───── Excerpted passage

So, the only way Ghosn is going back is if Lebanon decides to arrest him and arrange with Japan to send him back.

And since there is no extradition treaty, it won't happen. Well, not unless Japan tries to bribe Lebanon. With, say, a few billion US$.

7 ( +7 / -0 )

https://annozijlstra.wordpress.com/2020/01/03/case-ghosn-japanese-lost-face-with-her-unfair-justice-system/

Japanese lost face with her unfair justice system, pressed suspects until they confess, hold on for years, prohibit contact with their loved ones, all out of pure jealousy. We know Japan from the time they had occupied the Netherlands Indie now Indonesia, I can actually laugh about the Renault CEO's escape. Forget about coming back to Japan.

0 ( +1 / -1 )

Lebanon does not extradite its citizens to foreign states.

The Japanese government is going to make a lot of noise about it but they do exactly the same...

5 ( +7 / -2 )

──────────

(Exercise A): In the records, reproduce verbatim every line from the one that contains "of the chrome" through the final line of the records, keeping both ends.
The records have no connection to the text above.

───── Dataset extract

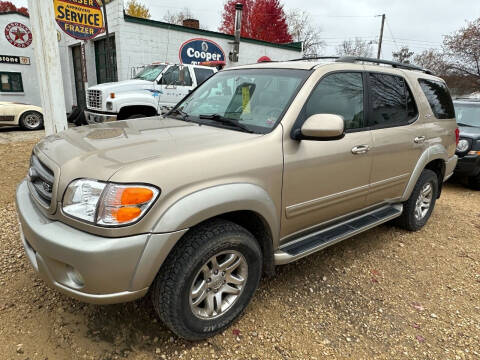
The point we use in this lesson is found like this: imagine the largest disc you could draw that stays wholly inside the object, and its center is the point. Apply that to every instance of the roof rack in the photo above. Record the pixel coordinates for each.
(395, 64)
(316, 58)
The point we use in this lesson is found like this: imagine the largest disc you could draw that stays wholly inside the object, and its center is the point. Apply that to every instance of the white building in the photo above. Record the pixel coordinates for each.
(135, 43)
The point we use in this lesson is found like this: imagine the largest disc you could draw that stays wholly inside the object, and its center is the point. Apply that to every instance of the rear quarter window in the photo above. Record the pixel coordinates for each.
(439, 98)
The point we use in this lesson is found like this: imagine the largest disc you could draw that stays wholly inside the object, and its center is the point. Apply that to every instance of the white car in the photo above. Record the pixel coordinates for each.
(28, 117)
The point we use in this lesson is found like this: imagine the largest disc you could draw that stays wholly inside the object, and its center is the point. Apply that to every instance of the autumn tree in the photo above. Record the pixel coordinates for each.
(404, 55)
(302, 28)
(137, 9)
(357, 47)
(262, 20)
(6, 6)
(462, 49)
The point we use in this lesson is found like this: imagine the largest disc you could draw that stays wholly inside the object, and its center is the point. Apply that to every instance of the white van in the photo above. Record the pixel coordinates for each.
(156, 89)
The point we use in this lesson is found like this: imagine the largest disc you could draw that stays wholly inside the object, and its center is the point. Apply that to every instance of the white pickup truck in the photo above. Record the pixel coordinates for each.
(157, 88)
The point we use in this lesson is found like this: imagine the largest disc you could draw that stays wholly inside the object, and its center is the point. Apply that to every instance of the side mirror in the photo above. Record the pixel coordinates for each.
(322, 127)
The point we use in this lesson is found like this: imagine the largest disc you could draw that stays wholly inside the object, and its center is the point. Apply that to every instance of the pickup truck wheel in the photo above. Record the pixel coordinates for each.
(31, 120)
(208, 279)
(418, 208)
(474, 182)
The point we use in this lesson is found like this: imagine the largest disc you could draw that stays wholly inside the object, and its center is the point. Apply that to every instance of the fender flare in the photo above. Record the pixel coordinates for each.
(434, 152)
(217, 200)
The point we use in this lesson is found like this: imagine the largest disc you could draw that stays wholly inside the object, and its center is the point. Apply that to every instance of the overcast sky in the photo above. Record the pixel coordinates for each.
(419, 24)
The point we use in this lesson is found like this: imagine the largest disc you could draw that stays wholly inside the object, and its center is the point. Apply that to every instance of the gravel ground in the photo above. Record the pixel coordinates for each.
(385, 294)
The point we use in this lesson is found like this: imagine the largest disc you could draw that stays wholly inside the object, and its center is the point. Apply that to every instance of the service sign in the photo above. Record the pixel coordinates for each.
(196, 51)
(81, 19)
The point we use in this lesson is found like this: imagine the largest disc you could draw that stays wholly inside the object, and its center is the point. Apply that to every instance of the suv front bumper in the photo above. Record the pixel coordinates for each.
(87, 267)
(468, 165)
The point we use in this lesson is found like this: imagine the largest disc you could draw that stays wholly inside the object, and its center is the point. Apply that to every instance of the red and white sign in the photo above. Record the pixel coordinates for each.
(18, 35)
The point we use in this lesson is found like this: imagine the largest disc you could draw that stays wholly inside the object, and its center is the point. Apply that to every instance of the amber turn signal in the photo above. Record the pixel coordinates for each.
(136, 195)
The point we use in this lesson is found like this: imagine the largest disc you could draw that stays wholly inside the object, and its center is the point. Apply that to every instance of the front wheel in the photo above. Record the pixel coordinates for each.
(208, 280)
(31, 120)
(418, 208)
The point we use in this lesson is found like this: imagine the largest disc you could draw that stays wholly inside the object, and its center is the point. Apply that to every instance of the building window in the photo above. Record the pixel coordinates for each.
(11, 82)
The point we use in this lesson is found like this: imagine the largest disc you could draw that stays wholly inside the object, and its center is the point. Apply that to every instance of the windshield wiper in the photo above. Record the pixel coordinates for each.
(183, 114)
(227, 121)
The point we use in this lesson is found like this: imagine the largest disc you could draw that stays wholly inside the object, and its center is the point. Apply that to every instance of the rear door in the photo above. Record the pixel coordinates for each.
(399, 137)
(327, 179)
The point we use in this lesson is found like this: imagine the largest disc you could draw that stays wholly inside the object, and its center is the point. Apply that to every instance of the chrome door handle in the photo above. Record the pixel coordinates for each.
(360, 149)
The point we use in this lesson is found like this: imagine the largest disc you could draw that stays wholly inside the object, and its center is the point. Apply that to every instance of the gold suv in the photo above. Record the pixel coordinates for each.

──────────

(Exercise B): Carry on the reader comments about Ghosn's escape from Japan from the point where they stop.

(Output A):
The point we use in this lesson is found like this: imagine the largest disc you could draw that stays wholly inside the object, and its center is the point. Apply that to every instance of the chrome door handle in the photo above. Record the pixel coordinates for each.
(360, 149)
The point we use in this lesson is found like this: imagine the largest disc you could draw that stays wholly inside the object, and its center is the point. Apply that to every instance of the gold suv in the photo above. Record the pixel coordinates for each.

(Output B):
what did I say? what did I say? he even dragged Turkey into this mess.

This moron just made Japanese prosecutors job hundred times easier. LOL

ofc he can hide in Lebanon if the latter government choose to openly shield a criminal.

-1 ( +5 / -6 )

One of the operatives was a former Marine employed by a U.S. security firm while the second worked for a Lebanese firm, Kyodo said.

make sure these two are held accountable as well

-2 ( +4 / -6 )

What you and many people here fail to realize is that Japan is not a common law country. Its a civil law country so therefore the role of lawyers is more along the lines of advisors. They dont prepare cases here, that is the job of the judges. The role of the judge is exponentionally more important in Japan, therefore the time is not really for preparing a case, but rather enough time for the judges to get ready to hear the case.

Due to this, what alot of people here keep spewing which is absolute hogwash, is that Ghosns lawyers dont get to see evidence before hand. Thats because they dont need to in a civil law system.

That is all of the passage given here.